▶ **JOBS**:
**A.** In the multi-monitor thread, for what price does it say an nVidia 660 or Radeon 6770 can be bought?
**B.** Please extend the multi-monitor thread, starting right after its last sentence.

Start of PAGE TEXT

Nowadays I just use one card with 2 monitors (Linux), and use synergy to bring
in a 3rd monitor from a MacBook.

If I were doing triple displays today, I'd look at something from ATI with
Eyefinity.

------
hoka
Is there a reason you're considering 3 monitors vs 2 (larger) ones?

Not implying that 2 monitors is better than 3, just making sure you've
considered that possibility.

------
PythonDeveloper
First, check this out: [http://en.wikipedia.org/wiki/Multi-monitor#Multi-
display_set...](http://en.wikipedia.org/wiki/Multi-monitor#Multi-
display_setups_in_the_workplace)

You definitely want a good video card, but you can pick up an nVidia 660 or
Radeon 6770 for under $200. You'll need that should you ever do anything, like
games, that requires a dedicated graphics card.

End of PAGE TEXT
Start of GIVEN RECORDS

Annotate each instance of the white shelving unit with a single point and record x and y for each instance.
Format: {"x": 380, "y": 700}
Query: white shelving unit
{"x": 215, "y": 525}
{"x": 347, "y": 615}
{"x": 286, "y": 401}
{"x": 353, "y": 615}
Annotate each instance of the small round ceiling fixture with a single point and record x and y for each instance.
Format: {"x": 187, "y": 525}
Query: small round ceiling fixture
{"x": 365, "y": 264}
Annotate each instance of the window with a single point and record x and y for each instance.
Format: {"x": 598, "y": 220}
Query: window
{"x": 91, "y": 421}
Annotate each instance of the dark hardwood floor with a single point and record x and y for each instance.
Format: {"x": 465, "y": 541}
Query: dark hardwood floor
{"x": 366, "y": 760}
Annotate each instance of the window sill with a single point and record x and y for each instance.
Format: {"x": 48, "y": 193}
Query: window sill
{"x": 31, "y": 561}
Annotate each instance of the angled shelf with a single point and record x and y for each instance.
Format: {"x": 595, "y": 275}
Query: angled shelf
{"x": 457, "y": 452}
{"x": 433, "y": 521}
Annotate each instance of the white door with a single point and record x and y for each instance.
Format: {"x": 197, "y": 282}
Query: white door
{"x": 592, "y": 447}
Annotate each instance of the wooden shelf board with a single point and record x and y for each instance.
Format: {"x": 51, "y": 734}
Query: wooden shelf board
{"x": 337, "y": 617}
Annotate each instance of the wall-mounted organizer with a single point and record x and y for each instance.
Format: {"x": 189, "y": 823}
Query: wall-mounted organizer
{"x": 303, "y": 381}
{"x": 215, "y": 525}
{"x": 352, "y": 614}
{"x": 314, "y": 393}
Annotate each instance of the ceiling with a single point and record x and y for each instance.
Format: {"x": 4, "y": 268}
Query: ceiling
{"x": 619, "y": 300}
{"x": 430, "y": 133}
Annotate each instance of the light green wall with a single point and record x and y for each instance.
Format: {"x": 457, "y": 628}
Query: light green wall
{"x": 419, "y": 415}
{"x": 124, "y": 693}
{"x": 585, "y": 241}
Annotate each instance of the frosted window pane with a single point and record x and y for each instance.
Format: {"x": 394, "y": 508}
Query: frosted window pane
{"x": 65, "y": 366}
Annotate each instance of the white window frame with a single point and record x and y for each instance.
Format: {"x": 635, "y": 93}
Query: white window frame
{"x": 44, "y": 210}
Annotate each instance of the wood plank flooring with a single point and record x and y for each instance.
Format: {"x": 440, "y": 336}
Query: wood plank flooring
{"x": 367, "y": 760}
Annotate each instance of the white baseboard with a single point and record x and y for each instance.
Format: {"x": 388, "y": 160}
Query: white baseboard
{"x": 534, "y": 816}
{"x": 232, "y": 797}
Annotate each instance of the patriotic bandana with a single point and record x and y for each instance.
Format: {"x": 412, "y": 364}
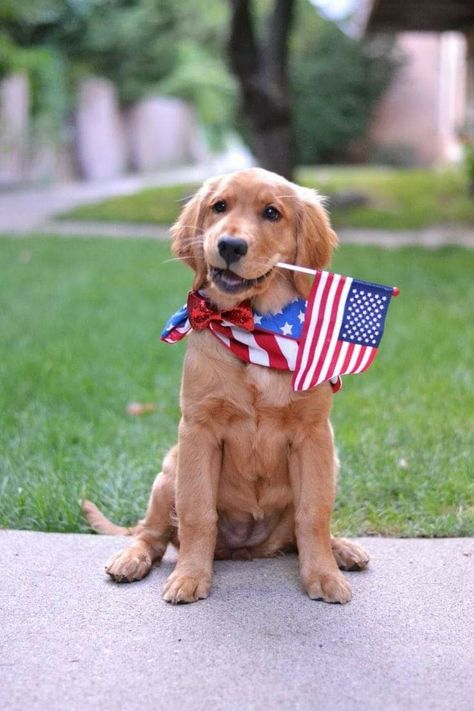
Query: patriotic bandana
{"x": 268, "y": 339}
{"x": 336, "y": 332}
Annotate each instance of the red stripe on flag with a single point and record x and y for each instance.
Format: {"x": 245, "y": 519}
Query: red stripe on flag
{"x": 238, "y": 349}
{"x": 319, "y": 322}
{"x": 358, "y": 359}
{"x": 330, "y": 330}
{"x": 347, "y": 359}
{"x": 269, "y": 343}
{"x": 334, "y": 359}
{"x": 371, "y": 359}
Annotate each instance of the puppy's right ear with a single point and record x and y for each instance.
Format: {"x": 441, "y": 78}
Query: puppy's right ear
{"x": 187, "y": 236}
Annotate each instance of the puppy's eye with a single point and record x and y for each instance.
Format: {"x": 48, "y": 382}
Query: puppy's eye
{"x": 271, "y": 213}
{"x": 219, "y": 206}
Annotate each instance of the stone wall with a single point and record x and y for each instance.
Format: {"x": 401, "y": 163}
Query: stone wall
{"x": 105, "y": 141}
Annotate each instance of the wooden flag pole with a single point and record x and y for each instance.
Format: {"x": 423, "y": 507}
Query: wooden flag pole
{"x": 306, "y": 270}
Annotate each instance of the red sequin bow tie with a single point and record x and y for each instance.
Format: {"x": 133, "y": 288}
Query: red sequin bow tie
{"x": 201, "y": 312}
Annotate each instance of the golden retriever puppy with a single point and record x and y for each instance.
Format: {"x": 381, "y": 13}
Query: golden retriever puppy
{"x": 254, "y": 470}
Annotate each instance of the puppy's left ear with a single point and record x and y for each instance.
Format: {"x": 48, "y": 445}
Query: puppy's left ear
{"x": 186, "y": 236}
{"x": 315, "y": 239}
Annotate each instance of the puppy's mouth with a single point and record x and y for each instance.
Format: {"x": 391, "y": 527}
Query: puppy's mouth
{"x": 232, "y": 283}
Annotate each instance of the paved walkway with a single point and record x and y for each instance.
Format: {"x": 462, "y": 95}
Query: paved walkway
{"x": 28, "y": 210}
{"x": 74, "y": 640}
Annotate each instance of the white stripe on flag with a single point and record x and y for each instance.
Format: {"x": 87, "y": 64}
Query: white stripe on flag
{"x": 257, "y": 354}
{"x": 224, "y": 339}
{"x": 365, "y": 358}
{"x": 321, "y": 336}
{"x": 311, "y": 328}
{"x": 342, "y": 357}
{"x": 353, "y": 360}
{"x": 324, "y": 375}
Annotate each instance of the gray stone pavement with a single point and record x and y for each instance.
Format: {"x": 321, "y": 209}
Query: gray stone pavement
{"x": 74, "y": 640}
{"x": 23, "y": 212}
{"x": 30, "y": 209}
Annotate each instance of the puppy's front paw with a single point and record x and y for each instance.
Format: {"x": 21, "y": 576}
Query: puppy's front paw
{"x": 349, "y": 555}
{"x": 129, "y": 565}
{"x": 186, "y": 588}
{"x": 330, "y": 587}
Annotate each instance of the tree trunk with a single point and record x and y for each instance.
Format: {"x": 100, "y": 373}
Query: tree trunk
{"x": 262, "y": 73}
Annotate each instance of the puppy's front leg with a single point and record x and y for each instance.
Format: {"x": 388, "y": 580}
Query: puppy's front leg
{"x": 313, "y": 479}
{"x": 199, "y": 462}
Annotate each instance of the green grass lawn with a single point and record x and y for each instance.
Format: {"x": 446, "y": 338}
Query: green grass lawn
{"x": 397, "y": 199}
{"x": 80, "y": 321}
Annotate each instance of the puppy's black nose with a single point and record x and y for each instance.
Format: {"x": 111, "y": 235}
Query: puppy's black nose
{"x": 232, "y": 248}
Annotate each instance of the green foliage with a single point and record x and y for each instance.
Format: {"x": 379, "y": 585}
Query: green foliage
{"x": 396, "y": 199}
{"x": 336, "y": 81}
{"x": 206, "y": 85}
{"x": 80, "y": 322}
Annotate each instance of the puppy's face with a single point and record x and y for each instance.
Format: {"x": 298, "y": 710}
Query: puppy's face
{"x": 237, "y": 227}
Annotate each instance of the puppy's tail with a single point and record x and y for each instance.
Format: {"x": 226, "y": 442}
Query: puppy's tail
{"x": 98, "y": 522}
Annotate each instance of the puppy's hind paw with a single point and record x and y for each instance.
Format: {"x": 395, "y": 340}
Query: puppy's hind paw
{"x": 180, "y": 588}
{"x": 129, "y": 565}
{"x": 349, "y": 555}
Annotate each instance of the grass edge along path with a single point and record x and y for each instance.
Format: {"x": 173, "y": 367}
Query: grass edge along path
{"x": 397, "y": 199}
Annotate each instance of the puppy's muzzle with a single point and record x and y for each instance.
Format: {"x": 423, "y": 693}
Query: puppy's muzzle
{"x": 231, "y": 249}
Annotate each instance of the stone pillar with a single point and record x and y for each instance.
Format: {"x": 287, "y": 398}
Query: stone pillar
{"x": 14, "y": 126}
{"x": 100, "y": 133}
{"x": 163, "y": 132}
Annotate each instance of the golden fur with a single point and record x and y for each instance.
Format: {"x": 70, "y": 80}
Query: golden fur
{"x": 254, "y": 470}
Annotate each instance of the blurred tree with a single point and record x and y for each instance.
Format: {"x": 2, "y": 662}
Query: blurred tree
{"x": 259, "y": 61}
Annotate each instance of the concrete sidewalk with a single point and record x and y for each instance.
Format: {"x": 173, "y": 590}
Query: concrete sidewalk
{"x": 74, "y": 640}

End of GIVEN RECORDS

▶ **RESPONSES PER TASK**:
**A.** Under $200.

**B.**
I recommend you then attach that to a Matrox TripleHead2Go:
[http://www.matrox.com/graphics/en/products/gxm/th2go/display...](http://www.matrox.com/graphics/en/products/gxm/th2go/displayport/)

This is what I use to mount my monitors:
[http://www.google.com/products/catalog?q=multi+monitor+displ...](http://www.google.com/products/catalog?q=multi+monitor+display&hl=en&cid=17562374773094157369&ei=8mpqUNvgL6amsgekrICIBw&ved=0CCsQrhI)
(originally posted wrong one)

Enjoy! It's awesome!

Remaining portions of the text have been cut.